§ Challenge 1
Name every function defined in the code of the post below about compiling a waiting loop as C and as C++.

§ Extract to read
3

I'm lost.. I wanted to play around with the compiler explorer to experiment with multithreaded C code, and started with a simple piece of code. The code is compiled with -O3.

static int hang = 0;

void set_hang(int x) {
    hang = x;
}

void wait() {
    while (hang != 0) {
        // wait...
    }
}

To my surprise, this was the compiler output:

set_hang(int):
        mov     dword ptr [rip + hang], edi
        ret
wait():
        ret

It took me a while before I noticed that I was compiling the code as C++ instead of C. Switching to C gave me something what I would have expected:

set_hang:
        mov     DWORD PTR hang[rip], edi
        ret
wait:
        mov     eax, DWORD PTR hang[rip]
        test    eax, eax
        je      .L3
.L5:
        jmp     .L5
.L3:
        ret

Thus, when compiled as C++, wait() always returns, no matter which value was passed before to set_hang(). I confirmed this by compiling and the code on my PC. This code immediately exists, while I would expect it to hang foreever:

int main(void) {
    set_hang(1);
    wait();
    return 0;
}   

And indeed, if I compile this with gcc instead of with g++, it hangs.

§ Material to process
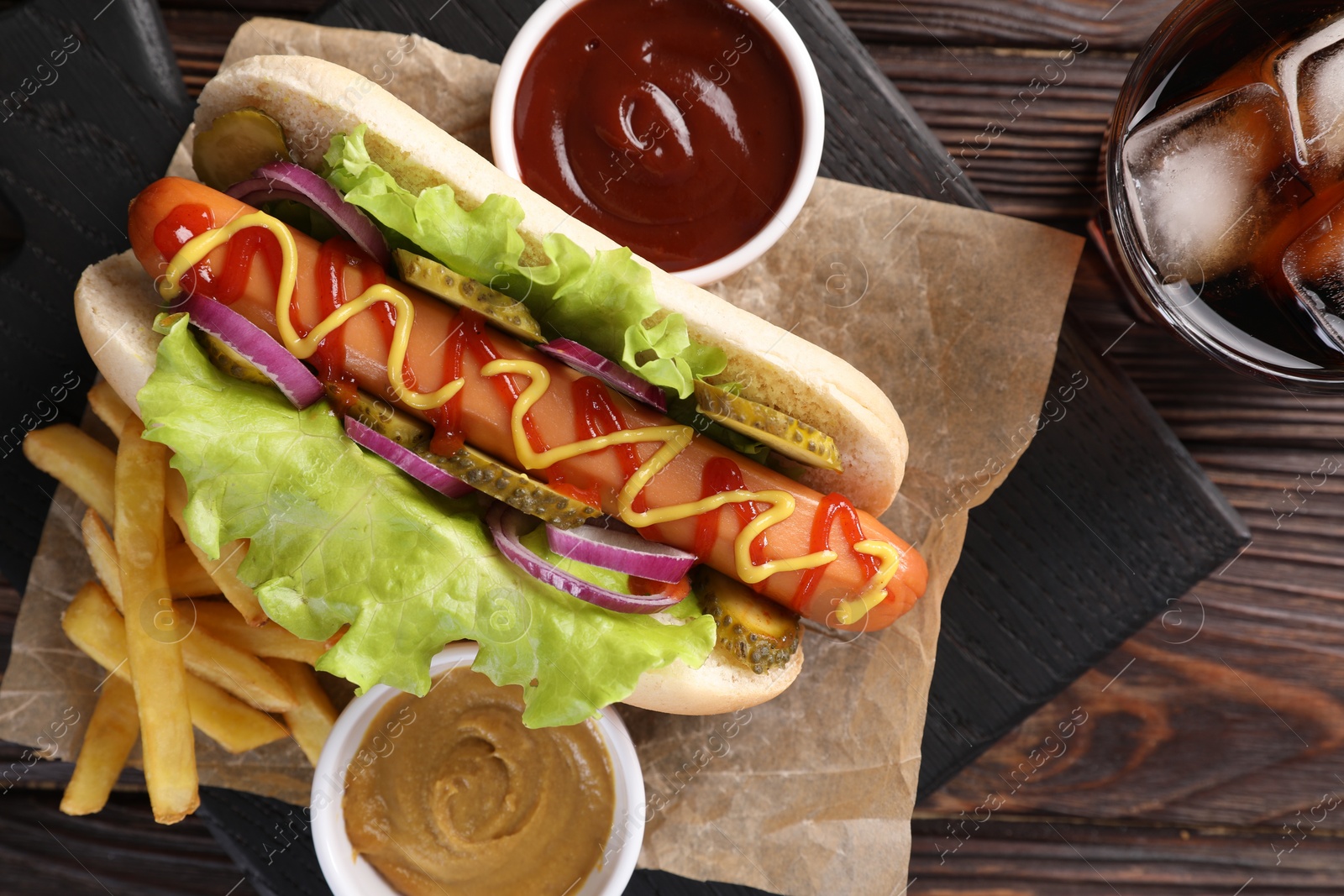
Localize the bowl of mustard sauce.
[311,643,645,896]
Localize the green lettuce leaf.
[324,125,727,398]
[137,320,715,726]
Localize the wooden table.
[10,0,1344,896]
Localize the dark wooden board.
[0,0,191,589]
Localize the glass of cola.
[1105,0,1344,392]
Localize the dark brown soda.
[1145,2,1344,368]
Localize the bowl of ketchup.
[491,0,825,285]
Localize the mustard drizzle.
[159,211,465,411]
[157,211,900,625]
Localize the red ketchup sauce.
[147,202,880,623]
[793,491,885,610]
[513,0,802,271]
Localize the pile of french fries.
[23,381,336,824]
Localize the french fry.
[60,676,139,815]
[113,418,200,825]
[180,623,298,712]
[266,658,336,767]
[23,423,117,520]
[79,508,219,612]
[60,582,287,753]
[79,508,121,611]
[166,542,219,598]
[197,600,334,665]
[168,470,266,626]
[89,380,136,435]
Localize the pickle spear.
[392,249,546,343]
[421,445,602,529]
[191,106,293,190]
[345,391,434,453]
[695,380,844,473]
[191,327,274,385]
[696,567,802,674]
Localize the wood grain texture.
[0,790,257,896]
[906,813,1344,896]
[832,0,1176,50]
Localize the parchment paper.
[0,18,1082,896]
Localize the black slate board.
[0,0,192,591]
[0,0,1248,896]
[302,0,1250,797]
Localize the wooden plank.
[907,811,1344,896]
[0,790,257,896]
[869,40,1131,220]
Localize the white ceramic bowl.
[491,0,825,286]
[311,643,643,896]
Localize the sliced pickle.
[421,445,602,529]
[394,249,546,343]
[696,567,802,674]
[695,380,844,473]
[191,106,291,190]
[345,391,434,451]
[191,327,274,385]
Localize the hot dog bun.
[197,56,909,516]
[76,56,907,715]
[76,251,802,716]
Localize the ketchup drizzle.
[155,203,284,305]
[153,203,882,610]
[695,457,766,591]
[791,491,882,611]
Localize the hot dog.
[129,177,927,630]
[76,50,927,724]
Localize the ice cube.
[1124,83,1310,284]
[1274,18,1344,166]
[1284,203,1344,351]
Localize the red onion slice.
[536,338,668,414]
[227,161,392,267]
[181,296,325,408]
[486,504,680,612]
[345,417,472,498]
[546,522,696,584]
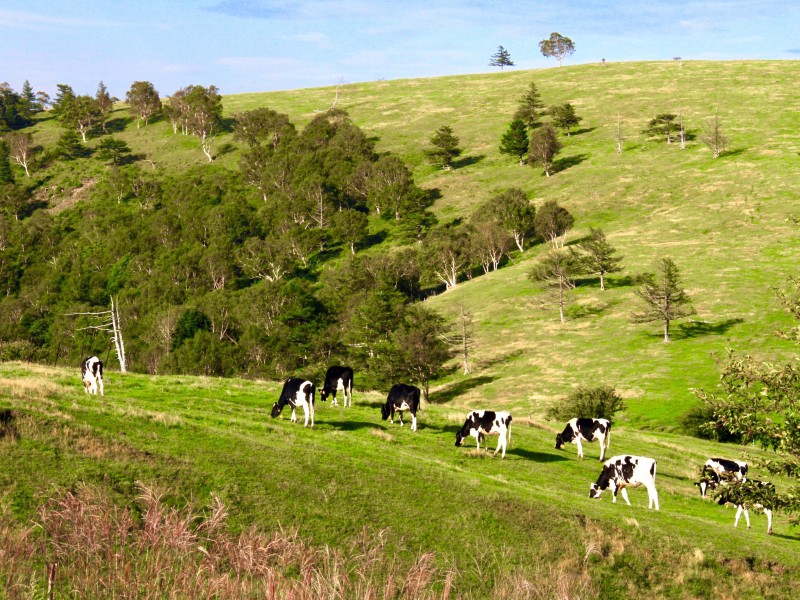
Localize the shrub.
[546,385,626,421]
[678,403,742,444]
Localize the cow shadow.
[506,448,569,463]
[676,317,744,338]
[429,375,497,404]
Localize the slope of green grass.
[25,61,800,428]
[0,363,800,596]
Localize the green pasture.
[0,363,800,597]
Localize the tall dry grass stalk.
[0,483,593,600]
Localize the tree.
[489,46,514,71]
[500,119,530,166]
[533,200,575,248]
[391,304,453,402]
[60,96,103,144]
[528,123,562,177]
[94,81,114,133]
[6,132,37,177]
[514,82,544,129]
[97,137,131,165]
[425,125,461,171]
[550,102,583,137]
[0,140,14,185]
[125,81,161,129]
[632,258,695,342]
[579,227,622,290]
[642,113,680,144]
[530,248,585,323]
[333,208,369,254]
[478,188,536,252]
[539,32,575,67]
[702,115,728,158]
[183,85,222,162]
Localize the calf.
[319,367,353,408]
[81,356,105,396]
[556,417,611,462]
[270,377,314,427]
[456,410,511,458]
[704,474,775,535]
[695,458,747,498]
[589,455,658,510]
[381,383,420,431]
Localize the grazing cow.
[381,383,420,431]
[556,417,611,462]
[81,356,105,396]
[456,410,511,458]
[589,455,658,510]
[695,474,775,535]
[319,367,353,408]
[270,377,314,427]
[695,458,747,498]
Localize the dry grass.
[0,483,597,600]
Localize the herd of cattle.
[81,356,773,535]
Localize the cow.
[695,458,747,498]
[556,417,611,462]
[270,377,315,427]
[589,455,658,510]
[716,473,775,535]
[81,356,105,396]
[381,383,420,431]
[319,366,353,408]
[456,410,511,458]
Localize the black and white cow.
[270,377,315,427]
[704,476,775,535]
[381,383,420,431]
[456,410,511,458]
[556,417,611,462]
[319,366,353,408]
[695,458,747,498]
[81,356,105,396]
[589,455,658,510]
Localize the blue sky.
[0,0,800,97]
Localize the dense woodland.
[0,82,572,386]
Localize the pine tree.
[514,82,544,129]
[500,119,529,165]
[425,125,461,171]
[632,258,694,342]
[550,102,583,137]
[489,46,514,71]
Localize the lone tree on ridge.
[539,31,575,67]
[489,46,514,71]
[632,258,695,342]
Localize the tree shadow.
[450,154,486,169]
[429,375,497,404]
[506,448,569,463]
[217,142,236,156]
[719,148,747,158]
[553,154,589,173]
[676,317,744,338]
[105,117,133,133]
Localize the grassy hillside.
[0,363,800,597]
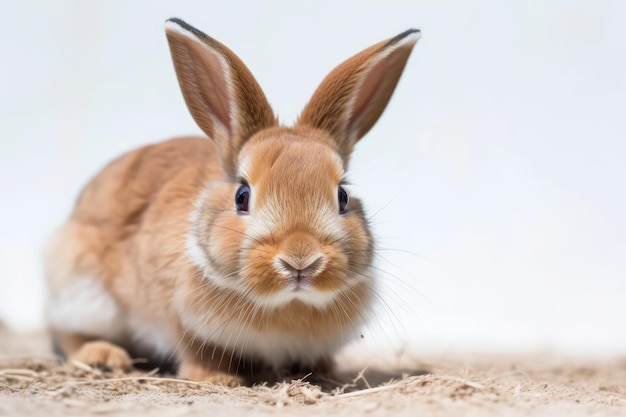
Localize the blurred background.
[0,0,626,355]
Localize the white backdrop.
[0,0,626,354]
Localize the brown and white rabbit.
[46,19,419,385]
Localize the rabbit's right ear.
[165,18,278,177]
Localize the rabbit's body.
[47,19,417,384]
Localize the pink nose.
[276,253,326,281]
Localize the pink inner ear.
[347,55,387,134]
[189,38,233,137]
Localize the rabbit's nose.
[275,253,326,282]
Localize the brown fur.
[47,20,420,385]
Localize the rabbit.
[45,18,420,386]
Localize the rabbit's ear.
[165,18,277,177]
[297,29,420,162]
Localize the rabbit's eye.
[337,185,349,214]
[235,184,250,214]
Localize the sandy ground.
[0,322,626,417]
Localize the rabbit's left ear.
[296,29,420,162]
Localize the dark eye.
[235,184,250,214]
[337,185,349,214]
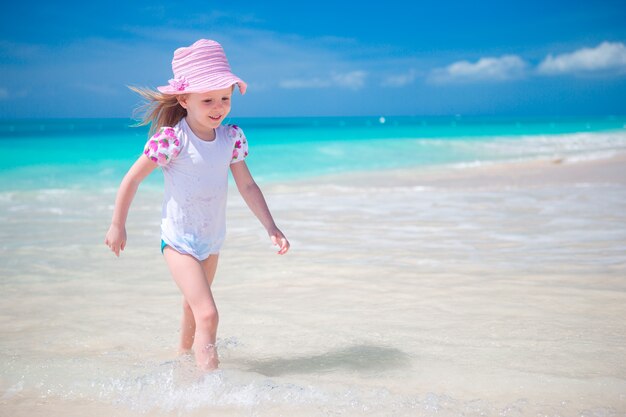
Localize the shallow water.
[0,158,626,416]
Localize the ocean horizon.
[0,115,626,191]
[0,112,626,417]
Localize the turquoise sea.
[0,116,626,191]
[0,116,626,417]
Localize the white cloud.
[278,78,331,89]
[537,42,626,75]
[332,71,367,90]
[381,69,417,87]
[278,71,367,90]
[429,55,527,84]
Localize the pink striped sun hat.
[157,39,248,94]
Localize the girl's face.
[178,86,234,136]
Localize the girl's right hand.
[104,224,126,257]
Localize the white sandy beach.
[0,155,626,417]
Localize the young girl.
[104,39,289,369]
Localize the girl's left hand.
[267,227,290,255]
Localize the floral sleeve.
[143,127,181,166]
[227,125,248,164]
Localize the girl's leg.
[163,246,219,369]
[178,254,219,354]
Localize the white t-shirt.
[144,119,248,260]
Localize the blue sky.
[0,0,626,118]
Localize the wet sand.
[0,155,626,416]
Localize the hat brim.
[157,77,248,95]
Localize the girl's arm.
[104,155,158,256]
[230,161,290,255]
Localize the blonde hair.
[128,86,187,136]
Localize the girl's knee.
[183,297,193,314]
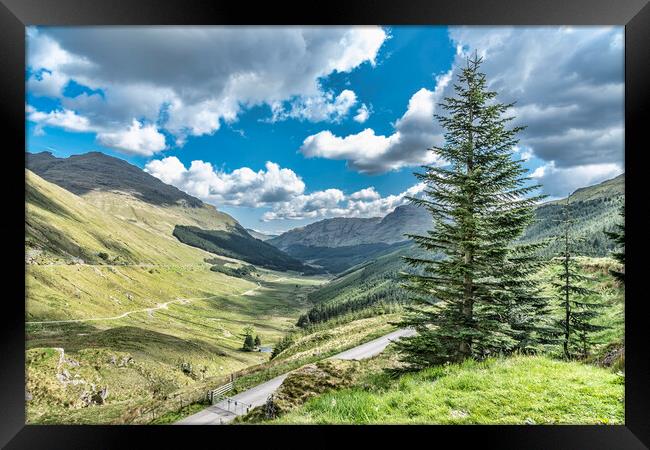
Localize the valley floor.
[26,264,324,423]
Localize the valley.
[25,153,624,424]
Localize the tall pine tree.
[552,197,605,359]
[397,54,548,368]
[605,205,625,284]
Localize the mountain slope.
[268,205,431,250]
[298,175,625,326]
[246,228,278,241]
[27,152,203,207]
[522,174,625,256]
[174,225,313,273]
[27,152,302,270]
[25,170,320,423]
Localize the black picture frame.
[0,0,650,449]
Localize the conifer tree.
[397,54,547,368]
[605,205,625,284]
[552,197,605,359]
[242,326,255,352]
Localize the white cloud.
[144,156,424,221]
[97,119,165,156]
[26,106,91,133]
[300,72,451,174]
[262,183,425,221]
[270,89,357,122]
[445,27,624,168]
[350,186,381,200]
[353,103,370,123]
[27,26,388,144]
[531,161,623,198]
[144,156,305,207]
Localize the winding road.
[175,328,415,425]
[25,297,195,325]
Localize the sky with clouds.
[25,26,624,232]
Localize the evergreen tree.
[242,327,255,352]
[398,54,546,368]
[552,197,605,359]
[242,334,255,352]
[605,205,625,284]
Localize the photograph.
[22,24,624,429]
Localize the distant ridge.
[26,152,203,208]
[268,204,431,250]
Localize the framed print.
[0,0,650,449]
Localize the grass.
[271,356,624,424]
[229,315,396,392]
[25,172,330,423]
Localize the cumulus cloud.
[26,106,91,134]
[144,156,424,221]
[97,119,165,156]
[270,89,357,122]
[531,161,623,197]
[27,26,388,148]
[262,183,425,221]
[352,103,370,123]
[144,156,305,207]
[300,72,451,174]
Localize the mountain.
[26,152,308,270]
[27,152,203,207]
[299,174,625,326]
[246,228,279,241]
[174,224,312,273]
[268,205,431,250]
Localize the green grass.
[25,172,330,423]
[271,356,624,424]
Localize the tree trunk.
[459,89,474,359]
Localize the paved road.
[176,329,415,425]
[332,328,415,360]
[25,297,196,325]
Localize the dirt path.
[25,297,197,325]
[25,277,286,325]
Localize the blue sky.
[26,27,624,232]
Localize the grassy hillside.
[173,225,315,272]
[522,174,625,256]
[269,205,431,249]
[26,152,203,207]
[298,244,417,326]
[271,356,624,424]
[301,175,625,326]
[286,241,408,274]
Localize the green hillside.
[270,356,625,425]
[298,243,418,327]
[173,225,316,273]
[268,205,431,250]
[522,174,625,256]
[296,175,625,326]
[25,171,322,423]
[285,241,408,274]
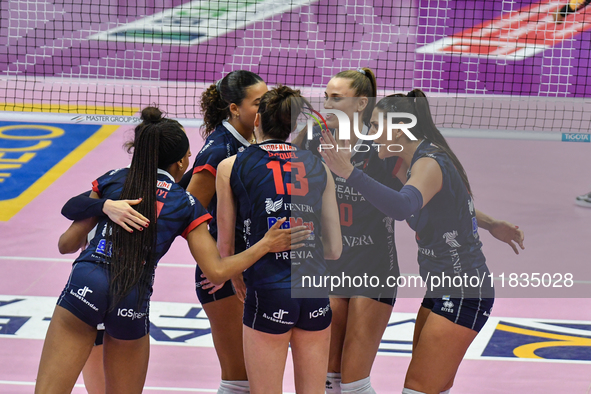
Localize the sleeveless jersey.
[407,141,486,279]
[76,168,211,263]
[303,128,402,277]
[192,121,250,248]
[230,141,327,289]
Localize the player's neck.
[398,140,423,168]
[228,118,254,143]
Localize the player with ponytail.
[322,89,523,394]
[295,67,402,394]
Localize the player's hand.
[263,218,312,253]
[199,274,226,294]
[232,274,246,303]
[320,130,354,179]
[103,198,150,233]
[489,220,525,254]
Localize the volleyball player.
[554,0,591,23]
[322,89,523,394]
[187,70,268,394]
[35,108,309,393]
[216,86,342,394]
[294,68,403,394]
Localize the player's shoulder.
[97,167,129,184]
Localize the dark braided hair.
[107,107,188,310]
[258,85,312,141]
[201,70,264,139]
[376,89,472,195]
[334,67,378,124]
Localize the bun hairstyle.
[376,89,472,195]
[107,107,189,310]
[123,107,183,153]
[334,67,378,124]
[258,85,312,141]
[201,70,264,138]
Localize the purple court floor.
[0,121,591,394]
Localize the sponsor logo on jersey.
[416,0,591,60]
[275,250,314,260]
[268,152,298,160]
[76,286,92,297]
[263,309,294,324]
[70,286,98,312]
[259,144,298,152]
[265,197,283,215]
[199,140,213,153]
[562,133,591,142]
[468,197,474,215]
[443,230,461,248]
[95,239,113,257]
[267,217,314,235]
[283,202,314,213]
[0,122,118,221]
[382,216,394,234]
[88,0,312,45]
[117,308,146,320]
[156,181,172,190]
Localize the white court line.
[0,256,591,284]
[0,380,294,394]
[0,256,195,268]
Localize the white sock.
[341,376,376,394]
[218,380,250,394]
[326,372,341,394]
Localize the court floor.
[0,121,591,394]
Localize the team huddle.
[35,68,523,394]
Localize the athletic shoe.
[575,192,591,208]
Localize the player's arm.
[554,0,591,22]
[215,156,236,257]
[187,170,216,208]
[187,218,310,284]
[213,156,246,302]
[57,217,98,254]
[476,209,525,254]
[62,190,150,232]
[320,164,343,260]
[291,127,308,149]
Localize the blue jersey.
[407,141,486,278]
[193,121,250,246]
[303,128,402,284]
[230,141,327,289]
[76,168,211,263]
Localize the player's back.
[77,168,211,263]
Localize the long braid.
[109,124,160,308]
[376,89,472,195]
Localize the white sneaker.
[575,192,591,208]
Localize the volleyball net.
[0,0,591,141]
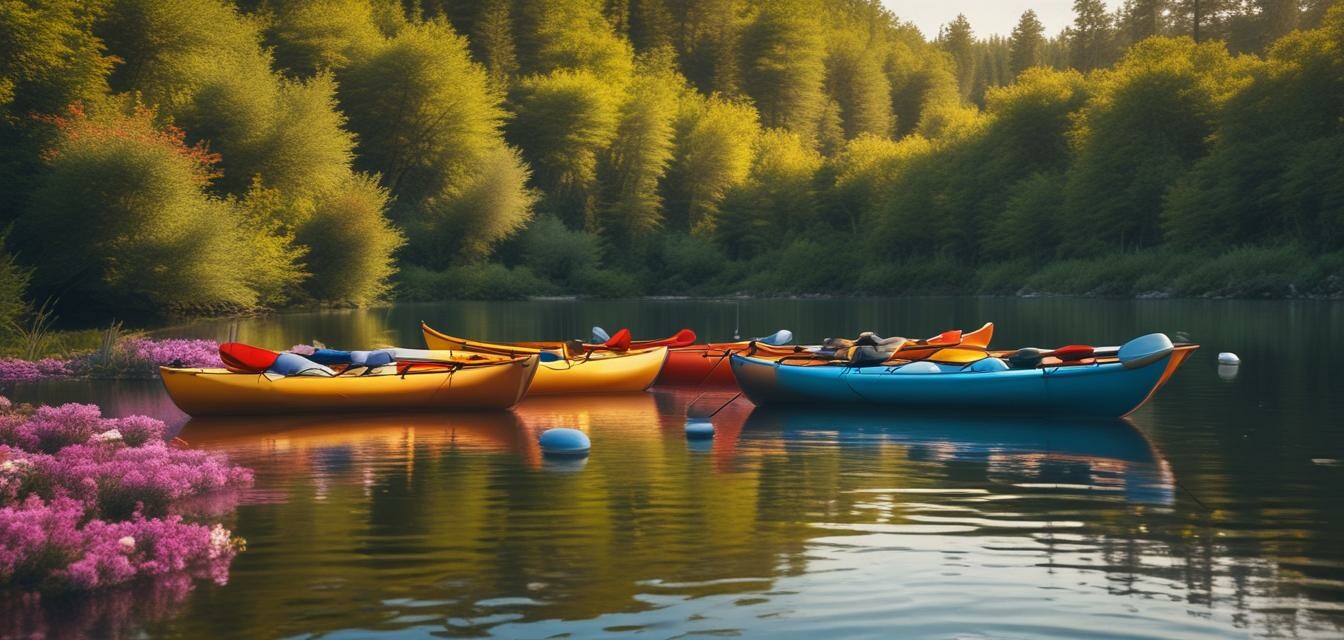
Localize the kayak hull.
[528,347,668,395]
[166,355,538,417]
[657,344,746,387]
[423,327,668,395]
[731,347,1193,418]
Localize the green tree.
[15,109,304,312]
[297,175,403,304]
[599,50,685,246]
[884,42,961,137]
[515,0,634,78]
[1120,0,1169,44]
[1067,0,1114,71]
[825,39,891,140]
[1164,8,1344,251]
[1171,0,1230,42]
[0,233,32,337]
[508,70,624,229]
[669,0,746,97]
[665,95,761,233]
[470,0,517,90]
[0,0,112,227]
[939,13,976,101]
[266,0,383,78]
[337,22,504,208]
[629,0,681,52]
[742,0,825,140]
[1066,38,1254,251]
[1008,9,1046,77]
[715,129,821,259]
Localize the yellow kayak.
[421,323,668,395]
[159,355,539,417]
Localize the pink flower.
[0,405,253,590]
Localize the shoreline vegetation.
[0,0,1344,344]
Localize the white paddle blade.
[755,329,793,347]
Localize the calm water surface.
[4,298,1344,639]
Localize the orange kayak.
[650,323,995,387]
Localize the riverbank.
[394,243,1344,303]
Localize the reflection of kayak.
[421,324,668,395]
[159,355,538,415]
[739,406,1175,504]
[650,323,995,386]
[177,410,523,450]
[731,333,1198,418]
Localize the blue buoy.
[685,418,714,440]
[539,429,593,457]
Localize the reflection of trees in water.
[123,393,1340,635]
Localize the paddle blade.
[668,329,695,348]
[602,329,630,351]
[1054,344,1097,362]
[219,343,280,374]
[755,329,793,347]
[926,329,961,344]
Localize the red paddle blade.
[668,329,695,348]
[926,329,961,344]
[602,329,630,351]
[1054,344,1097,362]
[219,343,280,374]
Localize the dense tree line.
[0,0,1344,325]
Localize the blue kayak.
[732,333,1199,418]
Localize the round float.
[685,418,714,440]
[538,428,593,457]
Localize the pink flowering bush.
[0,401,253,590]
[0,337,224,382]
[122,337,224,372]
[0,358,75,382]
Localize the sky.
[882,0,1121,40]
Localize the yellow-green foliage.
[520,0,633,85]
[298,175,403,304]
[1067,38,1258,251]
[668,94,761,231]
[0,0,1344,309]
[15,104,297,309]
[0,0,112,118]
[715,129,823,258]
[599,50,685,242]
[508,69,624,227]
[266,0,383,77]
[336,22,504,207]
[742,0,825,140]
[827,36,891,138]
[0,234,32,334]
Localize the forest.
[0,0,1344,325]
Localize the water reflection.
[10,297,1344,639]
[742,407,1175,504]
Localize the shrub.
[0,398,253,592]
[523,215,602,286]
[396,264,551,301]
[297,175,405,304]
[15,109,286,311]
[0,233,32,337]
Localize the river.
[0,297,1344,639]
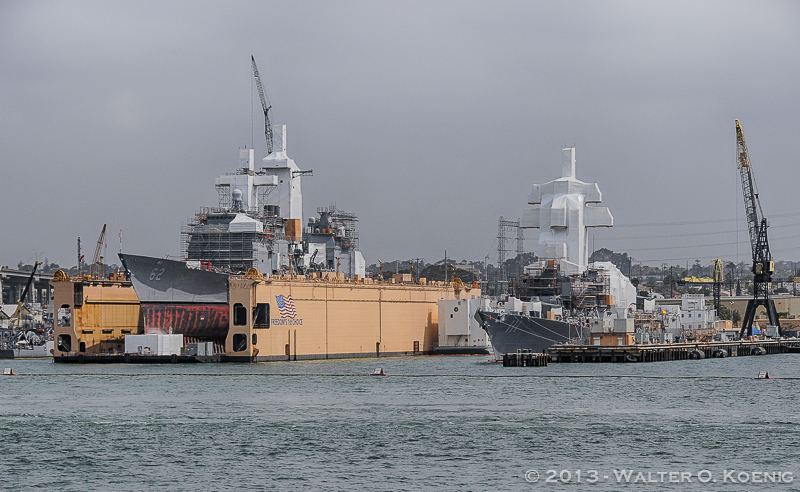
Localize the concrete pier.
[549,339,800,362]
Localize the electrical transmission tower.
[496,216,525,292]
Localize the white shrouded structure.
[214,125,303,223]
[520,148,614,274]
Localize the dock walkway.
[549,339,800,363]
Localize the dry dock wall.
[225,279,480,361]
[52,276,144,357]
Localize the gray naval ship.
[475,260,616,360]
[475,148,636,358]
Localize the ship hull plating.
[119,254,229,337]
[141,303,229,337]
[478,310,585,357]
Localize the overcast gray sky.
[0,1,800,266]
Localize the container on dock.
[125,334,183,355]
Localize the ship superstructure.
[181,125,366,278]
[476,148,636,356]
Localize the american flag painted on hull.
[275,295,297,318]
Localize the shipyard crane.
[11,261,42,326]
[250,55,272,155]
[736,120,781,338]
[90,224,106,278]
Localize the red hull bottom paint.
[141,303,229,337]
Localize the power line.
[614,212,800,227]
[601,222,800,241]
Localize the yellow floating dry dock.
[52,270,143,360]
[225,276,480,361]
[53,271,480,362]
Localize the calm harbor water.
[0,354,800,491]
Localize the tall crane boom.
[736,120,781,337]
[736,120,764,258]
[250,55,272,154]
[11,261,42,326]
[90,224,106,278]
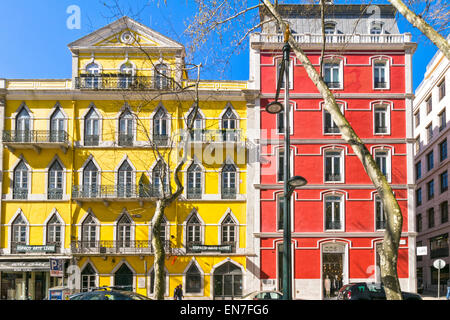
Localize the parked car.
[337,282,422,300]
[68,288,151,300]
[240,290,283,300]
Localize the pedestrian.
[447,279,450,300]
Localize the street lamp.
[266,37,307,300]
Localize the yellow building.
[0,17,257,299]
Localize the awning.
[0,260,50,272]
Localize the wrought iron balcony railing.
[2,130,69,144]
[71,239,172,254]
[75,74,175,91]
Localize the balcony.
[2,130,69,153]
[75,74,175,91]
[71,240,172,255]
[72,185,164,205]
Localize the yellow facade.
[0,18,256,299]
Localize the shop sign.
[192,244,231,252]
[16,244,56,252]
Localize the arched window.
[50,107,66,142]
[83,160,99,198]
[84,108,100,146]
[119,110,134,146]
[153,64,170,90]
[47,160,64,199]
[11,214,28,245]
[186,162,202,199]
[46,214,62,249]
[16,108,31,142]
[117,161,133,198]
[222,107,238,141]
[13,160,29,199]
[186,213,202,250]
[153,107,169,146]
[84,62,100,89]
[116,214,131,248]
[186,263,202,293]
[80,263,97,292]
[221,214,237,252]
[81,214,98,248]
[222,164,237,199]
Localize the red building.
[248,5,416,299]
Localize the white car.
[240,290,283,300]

§ Challenge 2
In the records, repeat the lines from the one containing "Localize the rabbit." up to and including the one containing "[0,155,626,417]", leaving the pictures out.

§ Complete answer 1
set_hang
wait
main

§ Complete answer 2
Localize the rabbit.
[45,18,420,386]
Localize the rabbit's ear.
[165,18,277,177]
[297,29,420,162]
Localize the rabbit's eye.
[337,185,349,214]
[235,184,250,214]
Localize the sandy ground.
[0,322,626,417]
Localize the rabbit's left ear.
[296,29,420,162]
Localize the dark eye.
[235,184,250,214]
[337,185,349,214]
Localize the shallow water.
[0,158,626,416]
Localize the ocean horizon.
[0,115,626,191]
[0,112,626,417]
Localize the turquoise sea.
[0,116,626,191]
[0,116,626,417]
Localize the white cloud.
[278,78,331,89]
[537,42,626,75]
[332,71,367,90]
[381,69,417,87]
[278,71,367,90]
[429,55,527,84]
Localize the pink striped sun hat.
[157,39,248,94]
Localize the girl's face.
[178,86,234,136]
Localize the girl's right hand.
[104,224,126,257]
Localize the white sandy beach.
[0,155,626,417]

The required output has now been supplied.